• **To do**
Those lines of the data that hold the word "police" are to be copied out.

Excerpts from a dataset
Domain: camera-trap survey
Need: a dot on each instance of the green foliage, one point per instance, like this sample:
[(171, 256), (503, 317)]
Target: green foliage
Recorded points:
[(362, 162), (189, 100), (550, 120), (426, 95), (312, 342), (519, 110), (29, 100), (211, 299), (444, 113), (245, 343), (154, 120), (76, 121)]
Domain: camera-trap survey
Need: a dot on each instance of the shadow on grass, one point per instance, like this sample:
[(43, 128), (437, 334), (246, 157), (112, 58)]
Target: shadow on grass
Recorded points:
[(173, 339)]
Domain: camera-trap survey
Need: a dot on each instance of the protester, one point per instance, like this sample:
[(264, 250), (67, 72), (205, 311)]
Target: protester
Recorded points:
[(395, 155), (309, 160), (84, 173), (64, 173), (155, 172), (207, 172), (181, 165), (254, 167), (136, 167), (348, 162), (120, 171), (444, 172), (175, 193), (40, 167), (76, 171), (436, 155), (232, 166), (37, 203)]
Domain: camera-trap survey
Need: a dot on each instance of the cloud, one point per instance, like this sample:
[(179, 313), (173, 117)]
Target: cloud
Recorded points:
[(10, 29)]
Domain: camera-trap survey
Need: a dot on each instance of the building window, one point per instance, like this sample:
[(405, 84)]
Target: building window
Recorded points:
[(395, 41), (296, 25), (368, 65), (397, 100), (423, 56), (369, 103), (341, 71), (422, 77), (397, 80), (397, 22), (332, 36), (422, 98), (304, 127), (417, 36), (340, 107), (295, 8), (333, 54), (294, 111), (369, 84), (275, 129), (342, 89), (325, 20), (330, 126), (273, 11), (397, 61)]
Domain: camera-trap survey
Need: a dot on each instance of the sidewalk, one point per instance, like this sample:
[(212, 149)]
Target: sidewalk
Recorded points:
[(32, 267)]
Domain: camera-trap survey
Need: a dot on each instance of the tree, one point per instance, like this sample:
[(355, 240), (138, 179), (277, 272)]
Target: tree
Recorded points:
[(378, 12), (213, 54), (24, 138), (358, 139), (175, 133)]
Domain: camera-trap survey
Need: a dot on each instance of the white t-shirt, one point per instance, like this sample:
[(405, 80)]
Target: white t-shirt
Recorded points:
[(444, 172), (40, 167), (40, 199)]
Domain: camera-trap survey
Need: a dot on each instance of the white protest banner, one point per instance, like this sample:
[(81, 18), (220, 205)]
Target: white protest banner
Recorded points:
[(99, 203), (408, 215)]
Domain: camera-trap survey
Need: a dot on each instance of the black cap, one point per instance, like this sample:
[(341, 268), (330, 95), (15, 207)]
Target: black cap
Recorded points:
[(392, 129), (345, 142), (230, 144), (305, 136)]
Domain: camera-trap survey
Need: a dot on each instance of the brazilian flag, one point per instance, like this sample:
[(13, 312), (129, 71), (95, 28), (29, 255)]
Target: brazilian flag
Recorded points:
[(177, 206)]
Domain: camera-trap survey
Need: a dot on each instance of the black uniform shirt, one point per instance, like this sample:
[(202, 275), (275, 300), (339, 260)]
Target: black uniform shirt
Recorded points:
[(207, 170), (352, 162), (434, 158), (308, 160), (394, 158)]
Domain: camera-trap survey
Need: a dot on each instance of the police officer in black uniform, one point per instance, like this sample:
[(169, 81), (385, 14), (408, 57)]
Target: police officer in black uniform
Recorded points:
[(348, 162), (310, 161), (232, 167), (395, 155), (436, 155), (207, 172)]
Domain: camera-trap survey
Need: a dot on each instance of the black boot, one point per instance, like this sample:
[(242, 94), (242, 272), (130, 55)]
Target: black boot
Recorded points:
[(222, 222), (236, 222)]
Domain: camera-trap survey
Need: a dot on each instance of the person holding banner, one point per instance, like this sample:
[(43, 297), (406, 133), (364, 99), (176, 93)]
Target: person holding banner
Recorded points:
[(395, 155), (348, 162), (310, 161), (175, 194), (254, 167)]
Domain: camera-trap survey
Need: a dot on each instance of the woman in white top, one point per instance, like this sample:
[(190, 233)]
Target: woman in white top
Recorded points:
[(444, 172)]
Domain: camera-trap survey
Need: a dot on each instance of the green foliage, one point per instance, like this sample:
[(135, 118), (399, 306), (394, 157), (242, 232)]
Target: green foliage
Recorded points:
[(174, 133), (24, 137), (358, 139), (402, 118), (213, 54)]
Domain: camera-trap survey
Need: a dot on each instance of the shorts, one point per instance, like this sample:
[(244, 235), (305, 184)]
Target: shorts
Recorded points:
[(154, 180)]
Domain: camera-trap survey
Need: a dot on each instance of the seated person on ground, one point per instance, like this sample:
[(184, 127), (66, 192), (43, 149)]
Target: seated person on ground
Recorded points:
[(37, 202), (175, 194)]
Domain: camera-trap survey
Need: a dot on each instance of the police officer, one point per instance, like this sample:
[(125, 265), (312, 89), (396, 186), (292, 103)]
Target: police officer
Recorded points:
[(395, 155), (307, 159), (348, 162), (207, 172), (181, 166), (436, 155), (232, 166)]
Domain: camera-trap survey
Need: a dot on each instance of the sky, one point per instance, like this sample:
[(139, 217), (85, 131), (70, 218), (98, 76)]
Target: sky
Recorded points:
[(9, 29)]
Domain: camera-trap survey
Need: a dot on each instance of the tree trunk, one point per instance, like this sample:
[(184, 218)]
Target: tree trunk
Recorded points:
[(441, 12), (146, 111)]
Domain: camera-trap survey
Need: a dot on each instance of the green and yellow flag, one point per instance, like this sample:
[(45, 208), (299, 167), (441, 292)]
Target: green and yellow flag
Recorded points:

• **Solution to this exercise**
Need: a dot on each instance of the police officer in black uniform, one point per instance, like this sample:
Target: police officer in black uniform
Need: a dot on each instance of the police officer, one point per instance, like this sample:
Target: police officer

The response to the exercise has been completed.